Quote the listing below word for word, reproducing every line without any change.

··· TASK INPUTS

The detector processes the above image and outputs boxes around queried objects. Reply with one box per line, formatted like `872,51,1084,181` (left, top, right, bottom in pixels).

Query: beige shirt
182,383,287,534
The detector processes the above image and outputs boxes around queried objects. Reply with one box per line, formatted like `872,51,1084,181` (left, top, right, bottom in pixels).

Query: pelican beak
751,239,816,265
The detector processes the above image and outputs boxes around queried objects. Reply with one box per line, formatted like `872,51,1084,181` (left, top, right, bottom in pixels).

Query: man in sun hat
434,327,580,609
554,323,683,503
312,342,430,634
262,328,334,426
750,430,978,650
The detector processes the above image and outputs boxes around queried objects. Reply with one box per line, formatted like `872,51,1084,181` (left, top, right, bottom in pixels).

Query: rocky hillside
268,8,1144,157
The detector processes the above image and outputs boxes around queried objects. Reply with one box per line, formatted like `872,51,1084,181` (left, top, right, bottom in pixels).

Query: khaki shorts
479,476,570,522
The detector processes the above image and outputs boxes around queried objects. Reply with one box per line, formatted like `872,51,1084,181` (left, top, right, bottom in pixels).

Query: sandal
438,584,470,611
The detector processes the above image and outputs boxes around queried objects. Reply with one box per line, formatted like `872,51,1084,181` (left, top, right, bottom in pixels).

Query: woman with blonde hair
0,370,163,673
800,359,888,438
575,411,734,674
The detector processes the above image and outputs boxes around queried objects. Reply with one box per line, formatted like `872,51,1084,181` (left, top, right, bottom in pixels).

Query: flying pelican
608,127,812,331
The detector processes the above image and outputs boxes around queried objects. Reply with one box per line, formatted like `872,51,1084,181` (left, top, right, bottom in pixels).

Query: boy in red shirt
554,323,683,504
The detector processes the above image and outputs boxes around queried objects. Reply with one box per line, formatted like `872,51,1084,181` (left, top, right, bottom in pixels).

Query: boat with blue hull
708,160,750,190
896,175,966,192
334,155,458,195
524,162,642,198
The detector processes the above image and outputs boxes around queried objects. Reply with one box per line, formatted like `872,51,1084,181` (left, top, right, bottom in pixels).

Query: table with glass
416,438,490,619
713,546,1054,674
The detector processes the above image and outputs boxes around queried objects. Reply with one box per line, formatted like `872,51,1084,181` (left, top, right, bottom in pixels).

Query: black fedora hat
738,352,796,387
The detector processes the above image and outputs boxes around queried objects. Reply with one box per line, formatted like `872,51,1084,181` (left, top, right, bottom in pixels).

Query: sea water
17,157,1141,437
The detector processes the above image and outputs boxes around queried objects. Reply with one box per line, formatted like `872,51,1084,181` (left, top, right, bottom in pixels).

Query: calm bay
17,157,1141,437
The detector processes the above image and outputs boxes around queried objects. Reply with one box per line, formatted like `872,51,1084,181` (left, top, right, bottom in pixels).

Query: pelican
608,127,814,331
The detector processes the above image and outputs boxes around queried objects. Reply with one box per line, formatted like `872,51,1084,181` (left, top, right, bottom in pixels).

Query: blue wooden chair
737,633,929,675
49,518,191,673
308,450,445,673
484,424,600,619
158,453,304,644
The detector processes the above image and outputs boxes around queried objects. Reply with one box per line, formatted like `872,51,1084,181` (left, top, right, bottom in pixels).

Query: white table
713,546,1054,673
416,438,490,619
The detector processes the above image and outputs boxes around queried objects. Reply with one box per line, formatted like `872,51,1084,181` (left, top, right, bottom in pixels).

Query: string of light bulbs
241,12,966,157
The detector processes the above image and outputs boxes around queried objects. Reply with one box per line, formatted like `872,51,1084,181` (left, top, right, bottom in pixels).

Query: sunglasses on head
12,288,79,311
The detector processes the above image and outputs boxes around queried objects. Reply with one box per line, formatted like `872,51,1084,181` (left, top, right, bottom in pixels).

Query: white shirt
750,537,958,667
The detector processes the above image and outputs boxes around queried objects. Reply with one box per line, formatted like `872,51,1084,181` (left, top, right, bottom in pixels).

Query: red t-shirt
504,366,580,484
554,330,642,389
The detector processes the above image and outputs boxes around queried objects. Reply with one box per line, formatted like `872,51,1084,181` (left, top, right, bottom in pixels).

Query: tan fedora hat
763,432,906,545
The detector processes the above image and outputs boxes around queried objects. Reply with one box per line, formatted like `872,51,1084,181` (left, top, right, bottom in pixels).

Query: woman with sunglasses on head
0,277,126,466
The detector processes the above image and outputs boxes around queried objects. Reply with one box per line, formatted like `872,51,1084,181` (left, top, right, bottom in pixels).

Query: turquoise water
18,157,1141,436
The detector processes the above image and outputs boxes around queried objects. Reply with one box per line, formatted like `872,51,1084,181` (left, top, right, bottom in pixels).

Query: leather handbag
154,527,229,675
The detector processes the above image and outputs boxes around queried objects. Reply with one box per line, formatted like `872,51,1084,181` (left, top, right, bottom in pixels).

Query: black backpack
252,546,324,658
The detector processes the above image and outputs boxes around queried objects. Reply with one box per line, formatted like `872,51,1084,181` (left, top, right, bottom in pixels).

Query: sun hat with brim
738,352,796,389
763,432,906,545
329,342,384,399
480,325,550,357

······

**ANSWER TO THE PROBLEM:**
The detector processes the above image and outputs boxes around queried objects. Reply with one box per line, formatted like `872,51,1084,181` (left, top, right, bottom in pixels).

Query: beige shirt
182,383,287,534
The detector processes the above image and outputs boxes around queried objects. Reply with one box per line, formatted like `872,51,1084,181` (left, top, right, bottom in pixels).

Query: pelican beak
751,239,816,265
The detector processes the above image and outputs boxes around queried objects. Reply with one box per line, formatted like `872,51,1084,181` (left, top, right, bottom in pixels).

Query: man in sun hat
434,327,580,609
554,323,683,503
312,342,430,634
262,328,334,426
750,430,978,650
The detector processes the above image and outputs boxes around queried objects. Reply with one box per line, formatted like `872,51,1084,181` (left, top, right, bottom in pixels).

Query: rocky hillside
268,8,1144,157
The detector processes the above image and outputs boxes around queried objects. Reply with one box per line, formatted like `872,51,1084,181` (left, top, right, bottom in pixels).

Query: khaki shorts
479,476,570,522
The detector processes the above image and outputs boxes around queried objects. Reply with one box per line, formatted like `872,51,1084,181` (left, top, right, bottom in pixels).

Query: sandal
438,584,470,611
The detector processes the above image and outputs boxes around queried objects. Reply with one box per line, formatted like `872,51,1084,181` (left, top, right, bottom in pixels).

Query: woman with blonde hair
0,370,163,673
800,359,888,438
575,411,734,674
The detector processes the above image and outputs boxes around queried objects. Reply with one box per line, formatted like `872,51,1084,181` (left, top, right, bottom in pixels).

Query: flying pelican
608,127,812,331
The detector processes the above image and outputs boxes around queried objects. Reply with one box per line, formatted like `872,51,1084,181` (left, top, right, bottom in pixels).

Query: boy in red shirt
554,323,683,504
The detector processes the above image and outputs boxes around queried objects. Reply with one box per line, formatted like `872,51,1084,181` (left, top, right, bottom in pixels).

Query: boat with blue hull
708,160,750,190
896,175,966,192
334,155,458,195
524,162,642,198
The detector processes the above image and outputs boxes around queried objects. Reply with one box per line, formatted like `872,51,1084,181` (left, top, right, bottom in pixels).

Query: table with glass
416,438,490,619
713,546,1054,674
The detector processes the above image and outputs boxes around queried objects. Reply with one box per line, formatted like `872,51,1084,181` (left, top, right, bottom in pixels).

Query: black fedora hat
738,352,796,387
The detector processes the above image and outputs boxes around queried objects. Reply with one box per line, formatted like `872,51,1084,181` (left, top, right, bottom in pixels).

Query: sea water
17,157,1141,437
The detector processes the above image and outputs boxes around queried objects. Reply with one box per line, formatted like `872,51,1084,181` (left, top, right, bottom in pixels).

Query: calm bay
17,157,1141,437
The detector processes the above image and outputs boxes around queried objects. Reply with one box per line, formatted like `872,51,1084,181` (left, top, right, bottom in pixels).

Query: pelican
608,127,814,331
The detector processes the above image and outputs boxes around queried objects. Reply with one box per line, formatted like `872,51,1084,181` (left, top, right, bottom in pixels).

Query: blue wooden chair
737,633,929,675
49,518,191,673
308,450,445,673
484,424,600,619
158,453,304,644
The detector processes the above image and outputs boxes around queried objects. Reply with one box per line, formatted like `872,51,1084,181` (left, top, right, bottom in pixels).

Query: white table
713,546,1054,673
416,438,490,619
The detector processes the above image and outputs boxes around queried objects. Reply with one box per line, formatted like `872,51,1084,181` (left, top, right, bottom in pixels).

Query: string of light bulbs
241,12,966,157
The detector processes the above image and outputs boxes around queried objects. Reply with one box per line, formatted like `872,51,1084,181` (left, top, right, bottom in pixels).

Query: sunglasses on head
12,288,79,311
The detector processes the above image and outputs boxes around queried objects. Reply with one box per line, formatted like `872,51,1084,181` (left, top, right, bottom in pixels).

Query: white shirt
750,537,958,667
The detector processes the above image and outputs boxes around queried objects. Reply with one box per line, formatted like `872,51,1084,181` (left, top, right, bottom in pixels).

Query: red t-shirt
504,366,580,484
554,330,642,389
The detector processes the above image and outputs boxes around queried objects. Reply with one box per line, formatted like `872,51,1084,181` (left, top, right, bottom in pixels).

Query: tan fedora hat
763,432,906,545
The detector processes the above image and outputs boxes around queried objects. Reply with one box per line, formatted like `872,51,1084,181` (left, top, right, bottom in pixels).

Query: woman with sunglasses on head
0,277,126,466
The detector processes the above image and outputs boxes around queried objects. Reply with one box per line, formatted like `872,51,1084,181` (left, top, right, bottom in pixels).

Query: turquoise water
18,157,1141,436
The detector processes the above image and outputs boxes around queried objects. Reply with one box per line, formatted like `872,51,1084,181` (left, top, right, bottom in pixels).

Query: leather handbag
154,527,229,675
The detector processes the above image and outputs boxes around queried objects. Reply with one box per line, formatted like `872,51,1084,181` (left, top, right, bottom in pixels).

Query: black backpack
252,546,324,658
The detector processes the above image and outputs boxes around queried objects. Reply with one box per line, formatted like `872,51,1084,181` (left, top, right, bottom in pixels).

Query: sun hat with brim
738,352,796,389
763,432,906,545
329,342,384,399
480,325,550,357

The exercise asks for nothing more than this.